Problem details:
Format each line of the records below as a numbered list, omitting any blank lines.

Start of Task inputs

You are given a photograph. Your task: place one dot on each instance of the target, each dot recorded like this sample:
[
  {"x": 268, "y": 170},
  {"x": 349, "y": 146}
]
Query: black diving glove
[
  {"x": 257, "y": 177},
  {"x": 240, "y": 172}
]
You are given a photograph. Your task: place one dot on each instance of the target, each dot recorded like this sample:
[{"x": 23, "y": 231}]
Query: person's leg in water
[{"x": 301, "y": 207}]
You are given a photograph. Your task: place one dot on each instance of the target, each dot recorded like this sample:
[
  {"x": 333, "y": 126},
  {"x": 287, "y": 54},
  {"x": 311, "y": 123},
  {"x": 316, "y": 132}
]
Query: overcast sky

End of Task inputs

Correct answer:
1. You are given a photograph. Your task: place one dot on each instance of the target, each dot recorded like this sample:
2. [
3.   {"x": 268, "y": 170},
4.   {"x": 349, "y": 146}
5. ]
6. Query: black diving glove
7. [
8.   {"x": 257, "y": 177},
9.   {"x": 240, "y": 172}
10. ]
11. You are given a photograph. Your task: place one dot on each instance of the target, each dot recorded like this sample:
12. [{"x": 23, "y": 231}]
13. Query: person's leg in water
14. [{"x": 301, "y": 207}]
15. You are given a photograph. Your task: place one dot on each instance of the target, each dot recorded like this sample:
16. [
17.   {"x": 333, "y": 126},
18.   {"x": 287, "y": 54},
19.   {"x": 311, "y": 123},
20.   {"x": 316, "y": 132}
21. ]
22. Query: overcast sky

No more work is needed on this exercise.